:: RECORDED DATA ::
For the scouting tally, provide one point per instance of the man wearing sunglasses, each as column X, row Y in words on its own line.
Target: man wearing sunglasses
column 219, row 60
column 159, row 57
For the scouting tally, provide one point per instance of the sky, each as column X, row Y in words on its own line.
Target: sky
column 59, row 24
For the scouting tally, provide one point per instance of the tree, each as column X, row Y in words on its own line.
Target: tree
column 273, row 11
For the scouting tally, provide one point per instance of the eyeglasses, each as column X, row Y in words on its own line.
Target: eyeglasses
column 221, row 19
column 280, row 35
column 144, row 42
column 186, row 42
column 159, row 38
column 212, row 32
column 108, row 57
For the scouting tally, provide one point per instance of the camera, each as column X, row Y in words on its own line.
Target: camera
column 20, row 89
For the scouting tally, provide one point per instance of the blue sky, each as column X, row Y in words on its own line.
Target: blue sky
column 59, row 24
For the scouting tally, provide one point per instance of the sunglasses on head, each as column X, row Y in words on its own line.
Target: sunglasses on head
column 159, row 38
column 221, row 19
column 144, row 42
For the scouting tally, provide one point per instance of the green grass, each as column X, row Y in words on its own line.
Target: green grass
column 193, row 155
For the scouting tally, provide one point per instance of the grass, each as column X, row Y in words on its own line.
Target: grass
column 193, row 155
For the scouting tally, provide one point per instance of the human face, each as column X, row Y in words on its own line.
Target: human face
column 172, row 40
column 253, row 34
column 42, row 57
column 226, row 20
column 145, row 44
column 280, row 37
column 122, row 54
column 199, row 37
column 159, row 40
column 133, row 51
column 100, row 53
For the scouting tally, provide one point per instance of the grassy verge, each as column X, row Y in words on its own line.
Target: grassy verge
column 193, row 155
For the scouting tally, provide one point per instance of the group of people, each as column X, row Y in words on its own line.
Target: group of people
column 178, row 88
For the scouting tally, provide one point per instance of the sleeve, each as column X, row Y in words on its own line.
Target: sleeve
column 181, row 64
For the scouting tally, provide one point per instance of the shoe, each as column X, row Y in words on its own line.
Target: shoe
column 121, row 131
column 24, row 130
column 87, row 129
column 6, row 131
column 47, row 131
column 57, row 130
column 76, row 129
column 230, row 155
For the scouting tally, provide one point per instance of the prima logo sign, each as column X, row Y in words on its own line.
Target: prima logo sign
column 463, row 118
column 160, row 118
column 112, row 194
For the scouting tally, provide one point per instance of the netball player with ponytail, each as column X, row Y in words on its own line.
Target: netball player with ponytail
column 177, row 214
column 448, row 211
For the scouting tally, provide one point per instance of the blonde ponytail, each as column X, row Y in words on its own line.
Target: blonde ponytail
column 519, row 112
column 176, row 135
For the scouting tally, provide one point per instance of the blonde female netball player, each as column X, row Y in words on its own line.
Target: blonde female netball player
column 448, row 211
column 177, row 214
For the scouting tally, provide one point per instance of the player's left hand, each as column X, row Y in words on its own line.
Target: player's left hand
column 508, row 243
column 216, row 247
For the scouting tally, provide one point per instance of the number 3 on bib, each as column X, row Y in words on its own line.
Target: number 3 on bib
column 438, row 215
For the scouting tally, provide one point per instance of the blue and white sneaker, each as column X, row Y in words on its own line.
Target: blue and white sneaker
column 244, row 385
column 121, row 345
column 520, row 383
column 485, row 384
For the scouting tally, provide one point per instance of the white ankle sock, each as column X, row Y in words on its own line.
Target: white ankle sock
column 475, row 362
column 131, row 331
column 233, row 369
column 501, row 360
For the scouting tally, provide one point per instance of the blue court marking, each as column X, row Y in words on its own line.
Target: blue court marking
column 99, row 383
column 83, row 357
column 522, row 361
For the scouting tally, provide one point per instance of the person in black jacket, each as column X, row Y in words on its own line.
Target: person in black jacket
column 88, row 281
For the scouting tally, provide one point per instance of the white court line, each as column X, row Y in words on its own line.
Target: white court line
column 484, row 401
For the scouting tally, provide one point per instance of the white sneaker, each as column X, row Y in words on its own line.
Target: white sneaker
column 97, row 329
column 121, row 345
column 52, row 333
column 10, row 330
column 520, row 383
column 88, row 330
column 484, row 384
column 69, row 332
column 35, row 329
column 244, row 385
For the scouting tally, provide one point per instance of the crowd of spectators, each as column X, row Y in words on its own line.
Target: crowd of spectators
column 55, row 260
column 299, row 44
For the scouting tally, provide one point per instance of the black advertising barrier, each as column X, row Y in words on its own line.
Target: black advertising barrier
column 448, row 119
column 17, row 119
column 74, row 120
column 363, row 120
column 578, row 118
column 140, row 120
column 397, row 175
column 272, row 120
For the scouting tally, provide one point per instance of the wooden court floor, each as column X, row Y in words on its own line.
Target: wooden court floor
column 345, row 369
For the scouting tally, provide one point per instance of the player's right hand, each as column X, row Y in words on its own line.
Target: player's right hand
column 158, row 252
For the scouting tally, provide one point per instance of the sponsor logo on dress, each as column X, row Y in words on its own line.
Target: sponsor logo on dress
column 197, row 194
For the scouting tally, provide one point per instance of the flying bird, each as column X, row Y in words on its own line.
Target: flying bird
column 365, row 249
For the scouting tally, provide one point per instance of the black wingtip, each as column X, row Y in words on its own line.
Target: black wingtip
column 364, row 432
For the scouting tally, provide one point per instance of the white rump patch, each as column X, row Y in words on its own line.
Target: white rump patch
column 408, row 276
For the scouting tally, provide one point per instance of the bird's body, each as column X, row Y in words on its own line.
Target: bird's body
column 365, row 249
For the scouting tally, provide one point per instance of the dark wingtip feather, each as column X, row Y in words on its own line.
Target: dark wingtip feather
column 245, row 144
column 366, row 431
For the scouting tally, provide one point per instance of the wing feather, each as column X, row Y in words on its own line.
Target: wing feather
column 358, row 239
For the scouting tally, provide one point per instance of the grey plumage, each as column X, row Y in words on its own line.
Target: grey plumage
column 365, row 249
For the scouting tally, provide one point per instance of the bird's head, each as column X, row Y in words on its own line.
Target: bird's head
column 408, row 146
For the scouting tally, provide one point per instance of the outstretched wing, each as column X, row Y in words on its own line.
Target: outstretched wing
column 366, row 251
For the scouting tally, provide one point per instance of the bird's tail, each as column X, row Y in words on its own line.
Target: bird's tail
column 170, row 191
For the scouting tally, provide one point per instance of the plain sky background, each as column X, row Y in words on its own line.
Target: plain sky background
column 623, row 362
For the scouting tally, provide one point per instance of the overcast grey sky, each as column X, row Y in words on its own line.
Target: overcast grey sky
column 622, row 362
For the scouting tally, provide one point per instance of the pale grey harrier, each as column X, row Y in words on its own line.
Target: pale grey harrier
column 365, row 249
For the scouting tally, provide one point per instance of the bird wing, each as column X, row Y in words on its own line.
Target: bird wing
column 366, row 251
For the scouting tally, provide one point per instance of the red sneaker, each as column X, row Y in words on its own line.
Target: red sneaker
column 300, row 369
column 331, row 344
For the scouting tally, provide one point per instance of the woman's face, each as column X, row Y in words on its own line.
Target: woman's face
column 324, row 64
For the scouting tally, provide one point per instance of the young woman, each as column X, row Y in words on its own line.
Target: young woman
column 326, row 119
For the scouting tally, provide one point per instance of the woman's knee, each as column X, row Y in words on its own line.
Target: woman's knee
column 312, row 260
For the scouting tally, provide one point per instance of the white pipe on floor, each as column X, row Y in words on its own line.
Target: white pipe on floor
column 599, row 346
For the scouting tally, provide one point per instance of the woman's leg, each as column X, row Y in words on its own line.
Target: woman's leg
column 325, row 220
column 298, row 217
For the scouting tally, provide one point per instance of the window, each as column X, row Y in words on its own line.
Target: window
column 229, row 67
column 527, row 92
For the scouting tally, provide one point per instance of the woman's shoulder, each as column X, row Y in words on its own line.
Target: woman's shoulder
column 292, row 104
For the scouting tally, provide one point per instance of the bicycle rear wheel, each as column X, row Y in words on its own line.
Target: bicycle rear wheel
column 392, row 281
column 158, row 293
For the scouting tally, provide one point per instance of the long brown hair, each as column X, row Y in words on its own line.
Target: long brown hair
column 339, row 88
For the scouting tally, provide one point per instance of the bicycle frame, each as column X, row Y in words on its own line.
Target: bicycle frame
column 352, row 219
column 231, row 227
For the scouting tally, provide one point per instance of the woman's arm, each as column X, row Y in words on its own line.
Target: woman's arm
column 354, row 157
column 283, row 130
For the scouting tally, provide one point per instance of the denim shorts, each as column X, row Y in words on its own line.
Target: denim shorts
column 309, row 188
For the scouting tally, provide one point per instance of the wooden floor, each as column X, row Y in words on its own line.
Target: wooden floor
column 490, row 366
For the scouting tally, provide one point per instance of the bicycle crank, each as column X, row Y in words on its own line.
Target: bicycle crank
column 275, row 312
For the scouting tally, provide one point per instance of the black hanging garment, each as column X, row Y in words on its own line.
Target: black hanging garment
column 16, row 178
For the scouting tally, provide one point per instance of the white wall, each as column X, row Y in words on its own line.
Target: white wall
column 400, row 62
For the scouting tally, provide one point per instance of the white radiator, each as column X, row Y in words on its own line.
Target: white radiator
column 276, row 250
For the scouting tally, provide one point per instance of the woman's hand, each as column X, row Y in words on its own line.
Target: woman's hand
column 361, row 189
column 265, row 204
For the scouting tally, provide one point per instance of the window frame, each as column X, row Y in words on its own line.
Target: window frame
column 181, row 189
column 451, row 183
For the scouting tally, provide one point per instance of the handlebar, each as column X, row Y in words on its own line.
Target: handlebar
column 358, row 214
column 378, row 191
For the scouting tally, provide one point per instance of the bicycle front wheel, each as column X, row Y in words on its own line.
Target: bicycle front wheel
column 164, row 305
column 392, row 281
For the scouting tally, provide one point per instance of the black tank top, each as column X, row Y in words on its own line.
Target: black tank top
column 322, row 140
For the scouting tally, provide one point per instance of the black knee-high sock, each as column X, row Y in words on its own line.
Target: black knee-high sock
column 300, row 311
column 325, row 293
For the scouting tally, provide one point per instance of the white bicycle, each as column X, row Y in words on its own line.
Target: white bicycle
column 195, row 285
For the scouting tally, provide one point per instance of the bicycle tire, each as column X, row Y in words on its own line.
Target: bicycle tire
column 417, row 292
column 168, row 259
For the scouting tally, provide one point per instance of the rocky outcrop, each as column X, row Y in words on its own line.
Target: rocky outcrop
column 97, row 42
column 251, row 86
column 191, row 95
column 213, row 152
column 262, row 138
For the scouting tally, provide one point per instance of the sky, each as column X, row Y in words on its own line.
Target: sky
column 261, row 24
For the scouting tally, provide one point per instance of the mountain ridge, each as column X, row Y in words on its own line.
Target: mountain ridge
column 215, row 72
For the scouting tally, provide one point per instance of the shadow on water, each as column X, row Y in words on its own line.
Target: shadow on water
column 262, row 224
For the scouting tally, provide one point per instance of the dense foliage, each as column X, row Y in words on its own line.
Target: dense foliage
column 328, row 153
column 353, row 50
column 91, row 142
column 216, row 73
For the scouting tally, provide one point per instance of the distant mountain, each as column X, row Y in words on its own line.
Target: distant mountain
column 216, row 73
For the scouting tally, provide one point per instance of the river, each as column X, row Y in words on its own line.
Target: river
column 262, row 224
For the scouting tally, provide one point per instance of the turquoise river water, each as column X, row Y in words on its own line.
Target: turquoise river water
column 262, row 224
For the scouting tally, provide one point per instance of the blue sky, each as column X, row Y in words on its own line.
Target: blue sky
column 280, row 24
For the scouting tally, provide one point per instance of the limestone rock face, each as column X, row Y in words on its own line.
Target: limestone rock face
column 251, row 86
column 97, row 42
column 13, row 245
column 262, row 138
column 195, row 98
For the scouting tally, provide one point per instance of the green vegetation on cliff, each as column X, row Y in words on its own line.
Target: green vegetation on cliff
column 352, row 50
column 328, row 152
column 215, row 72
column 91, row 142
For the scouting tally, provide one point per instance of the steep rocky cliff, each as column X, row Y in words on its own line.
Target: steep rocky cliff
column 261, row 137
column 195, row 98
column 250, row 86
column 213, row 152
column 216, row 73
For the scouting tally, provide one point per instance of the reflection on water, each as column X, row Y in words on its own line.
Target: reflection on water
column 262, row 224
:::
JOB
Please copy the items word for word, starting at the line with "the handlebar, each" and continuing up to and including the line with "column 325, row 293".

SOLUTION TO THIS PROBLEM
For the scouting tally, provide one point per instance of the handlebar, each as column X, row Y in words on its own line.
Target: handlebar
column 358, row 214
column 378, row 191
For the scouting tally, provide one point per instance of the bicycle front wheel, each as column X, row Y in words on its own line.
Target: bicycle front wheel
column 164, row 305
column 392, row 281
For the scouting tally, provide one point per instance of the black tank top, each as column X, row Y in words on its own line.
Target: black tank top
column 322, row 140
For the scouting tally, provide one point per instance of the black knee-high sock, each as column X, row Y in words on its own line.
Target: black knee-high sock
column 300, row 311
column 325, row 293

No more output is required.